> [Reading text]
By 1945, the tide of war had shifted and clearly the allies were headed toward victory. Once Hitler had fallen that spring in Germany, the force of the world was on Japan and America’s technology had quickly become second to none. As the Asian mainland states and Pacific islands were liberated one by one, the task of vanquishing the fighting forces on the Japanese mainland would be a mission that could have drawn perhaps a million casualties if a D-Day style attack were attempted.

Less than four years from the Pearl Harbor invasion, on August 6, 1945 on Hiroshima and August 9, 1945 on Nagasaki, the United States dropped single atom bombs on these two Japanese cities creating such widespread death and damage that six days later on August 15th, the Japanese surrendered.

While so much focus extends to the drastic and horrible measures the United States undertook to end World War Two, to chastise President Harry Truman’s decision to resort to such overwhelming destruction to promptly finish the war cannot be separated from the context that created the need in the first place.

> [Tasks for this exercise]
1. In the passage on the end of World War Two, do these statements agree with the text? Answer yes or no for each, and quote the words that decide it.
(a) The bomb fell on Hiroshima before the one on Nagasaki.
(b) Japan surrendered ten days after the bomb fell on Nagasaki.
(c) Hitler fell in the fall of 1945.
2. Answer these questions using the passage on the end of World War Two.
(a) How many casualties might a D-Day style attack on the Japanese mainland have drawn?
(b) How long after the Pearl Harbor invasion were the bombs dropped?
(c) Which president's decision does the text mention?

> [Entries]

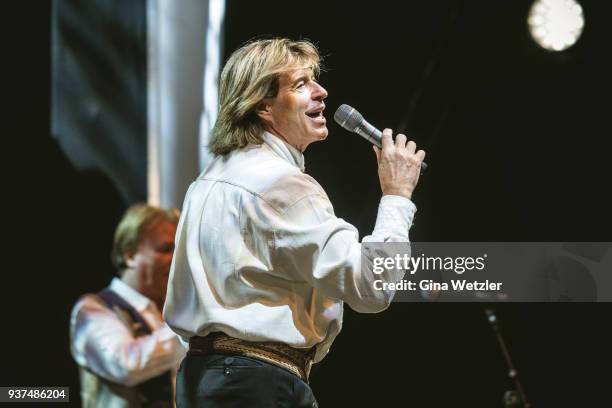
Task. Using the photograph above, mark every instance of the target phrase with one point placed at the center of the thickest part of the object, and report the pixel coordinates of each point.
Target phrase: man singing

--

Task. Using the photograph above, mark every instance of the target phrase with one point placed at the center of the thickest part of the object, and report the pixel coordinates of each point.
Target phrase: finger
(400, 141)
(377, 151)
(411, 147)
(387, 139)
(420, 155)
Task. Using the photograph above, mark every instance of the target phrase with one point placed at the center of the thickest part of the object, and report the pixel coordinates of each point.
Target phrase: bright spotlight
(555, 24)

> [Completed exercise]
1.
(a) Yes: "on August 6, 1945 on Hiroshima and August 9, 1945 on Nagasaki"
(b) No: "six days later on August 15th, the Japanese surrendered"
(c) No: "Once Hitler had fallen that spring in Germany"

2.
(a) Perhaps a million
(b) Less than four years
(c) President Harry Truman's